Give every entry again, exactly.

-------------------------

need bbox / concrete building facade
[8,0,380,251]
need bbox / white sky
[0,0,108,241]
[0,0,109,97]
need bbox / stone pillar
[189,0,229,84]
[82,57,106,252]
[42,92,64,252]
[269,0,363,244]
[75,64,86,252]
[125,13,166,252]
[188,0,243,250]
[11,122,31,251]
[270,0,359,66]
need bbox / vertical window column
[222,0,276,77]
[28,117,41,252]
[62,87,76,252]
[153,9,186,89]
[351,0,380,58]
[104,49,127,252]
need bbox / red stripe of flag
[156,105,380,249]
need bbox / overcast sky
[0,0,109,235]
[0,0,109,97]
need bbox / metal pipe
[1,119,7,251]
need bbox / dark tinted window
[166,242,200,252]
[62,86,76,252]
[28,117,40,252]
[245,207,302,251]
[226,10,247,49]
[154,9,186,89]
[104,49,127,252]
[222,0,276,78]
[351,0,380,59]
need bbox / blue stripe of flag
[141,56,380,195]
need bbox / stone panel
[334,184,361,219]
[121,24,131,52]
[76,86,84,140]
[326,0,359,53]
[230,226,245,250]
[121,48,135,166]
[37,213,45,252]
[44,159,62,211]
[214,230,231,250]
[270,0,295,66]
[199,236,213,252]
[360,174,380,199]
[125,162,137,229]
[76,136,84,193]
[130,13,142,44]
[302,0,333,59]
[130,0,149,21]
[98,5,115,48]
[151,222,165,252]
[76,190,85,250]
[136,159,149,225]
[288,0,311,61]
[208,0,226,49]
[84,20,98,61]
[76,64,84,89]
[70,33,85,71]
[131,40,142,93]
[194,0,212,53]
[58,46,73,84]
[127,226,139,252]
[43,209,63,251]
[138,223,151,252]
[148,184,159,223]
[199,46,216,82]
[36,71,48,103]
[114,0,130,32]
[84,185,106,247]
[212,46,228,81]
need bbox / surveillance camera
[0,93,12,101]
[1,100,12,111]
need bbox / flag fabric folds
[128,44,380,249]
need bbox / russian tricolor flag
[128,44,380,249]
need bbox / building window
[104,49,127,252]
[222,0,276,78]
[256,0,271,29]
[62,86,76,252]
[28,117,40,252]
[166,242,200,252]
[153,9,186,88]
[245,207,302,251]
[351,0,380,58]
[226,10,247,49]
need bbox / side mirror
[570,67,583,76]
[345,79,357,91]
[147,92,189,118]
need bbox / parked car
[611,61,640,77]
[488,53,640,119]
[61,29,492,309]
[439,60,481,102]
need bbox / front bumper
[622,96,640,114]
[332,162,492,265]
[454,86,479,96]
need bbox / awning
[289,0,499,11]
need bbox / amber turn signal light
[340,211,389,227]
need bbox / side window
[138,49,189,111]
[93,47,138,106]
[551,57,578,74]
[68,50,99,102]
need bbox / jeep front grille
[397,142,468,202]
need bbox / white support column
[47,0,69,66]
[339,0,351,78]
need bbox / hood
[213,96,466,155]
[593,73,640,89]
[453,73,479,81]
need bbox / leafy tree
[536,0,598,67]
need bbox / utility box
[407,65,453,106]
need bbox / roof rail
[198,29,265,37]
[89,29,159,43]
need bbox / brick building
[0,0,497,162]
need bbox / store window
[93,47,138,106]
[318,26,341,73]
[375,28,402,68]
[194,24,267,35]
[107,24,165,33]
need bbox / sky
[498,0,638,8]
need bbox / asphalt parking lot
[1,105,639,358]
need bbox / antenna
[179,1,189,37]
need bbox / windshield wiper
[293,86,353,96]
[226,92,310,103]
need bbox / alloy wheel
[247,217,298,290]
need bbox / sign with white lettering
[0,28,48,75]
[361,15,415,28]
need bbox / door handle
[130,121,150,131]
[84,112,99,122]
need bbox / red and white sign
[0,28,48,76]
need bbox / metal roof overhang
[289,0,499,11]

-------------------------

Result of the exercise ▸
need bbox / concrete building facade
[8,0,380,251]
need bbox / white sky
[0,0,108,241]
[0,0,109,97]
need bbox / stone pillar
[189,0,229,84]
[82,57,106,252]
[42,92,64,252]
[269,0,363,244]
[75,64,86,252]
[125,13,166,252]
[188,0,243,250]
[11,122,31,251]
[270,0,359,66]
need bbox / vertical window column
[222,0,276,77]
[28,117,41,252]
[62,87,76,252]
[153,9,186,89]
[351,0,380,58]
[104,49,127,252]
need bbox / red stripe of flag
[156,105,380,249]
need bbox / overcast sky
[0,0,109,235]
[0,0,109,97]
need bbox / metal pipe
[1,119,7,251]
need bbox / dark tinted window
[166,242,200,252]
[62,86,76,252]
[28,117,40,252]
[245,207,302,251]
[226,10,247,49]
[154,9,186,89]
[104,49,127,252]
[222,0,276,78]
[351,0,380,59]
need bbox / blue stripe of flag
[141,56,380,195]
need bbox / stone panel
[334,184,361,219]
[121,24,131,52]
[76,86,84,140]
[326,0,359,53]
[230,226,245,250]
[121,48,135,166]
[37,213,45,252]
[44,159,62,211]
[214,230,231,250]
[270,0,295,66]
[199,236,213,252]
[360,174,380,199]
[125,162,137,229]
[76,136,84,193]
[130,13,142,44]
[302,0,333,59]
[130,0,149,21]
[98,5,115,48]
[151,222,165,252]
[76,190,85,250]
[136,159,149,225]
[288,0,311,61]
[208,0,226,49]
[84,20,98,61]
[76,64,84,89]
[70,33,85,71]
[131,40,142,93]
[194,0,212,53]
[58,46,73,84]
[127,226,139,252]
[43,209,63,251]
[138,223,151,252]
[148,184,159,223]
[199,46,216,82]
[36,71,48,103]
[114,0,130,32]
[84,185,106,247]
[212,46,228,81]
need bbox / surveillance camera
[0,93,12,101]
[1,100,12,111]
need bbox / flag fabric folds
[128,44,380,249]
need bbox / russian tricolor flag
[128,44,380,249]
need bbox / building window
[104,49,127,252]
[222,0,276,78]
[256,0,271,29]
[62,86,76,252]
[28,117,40,252]
[166,242,200,252]
[153,9,186,88]
[245,207,302,251]
[351,0,380,58]
[226,10,247,49]
need bbox / side mirror
[570,67,583,76]
[345,79,357,91]
[147,92,189,118]
need bbox / parked car
[611,61,640,77]
[488,53,640,119]
[61,29,492,309]
[439,60,481,102]
need bbox / front bumper
[622,96,640,114]
[332,162,492,265]
[454,86,479,96]
need bbox / awning
[289,0,499,11]
need bbox / amber turn signal light
[340,211,389,227]
need bbox / side window
[138,49,189,111]
[93,47,138,106]
[551,57,578,74]
[68,50,99,102]
need bbox / jeep front grille
[397,142,468,202]
need bbox / white support column
[47,0,69,66]
[339,0,351,78]
need bbox / hood
[213,96,466,155]
[593,73,640,89]
[453,73,479,81]
need bbox / leafy tree
[536,0,598,67]
need bbox / utility box
[407,65,453,106]
need bbox / roof rail
[198,29,265,37]
[89,29,159,43]
need bbox / brick building
[0,0,497,162]
need bbox / store window
[93,47,138,106]
[318,26,341,73]
[375,28,402,68]
[194,24,267,35]
[107,24,165,33]
need bbox / sky
[498,0,638,8]
need bbox / asphalt parking lot
[1,105,639,358]
need bbox / antenna
[179,1,189,37]
need bbox / windshield wiper
[293,86,353,96]
[226,92,310,103]
need bbox / alloy wheel
[247,217,298,290]
need bbox / sign with white lettering
[0,28,48,75]
[361,15,415,28]
need bbox / door handle
[130,121,150,131]
[84,112,99,122]
need bbox / red and white sign
[0,28,48,76]
need bbox / metal roof overhang
[289,0,499,11]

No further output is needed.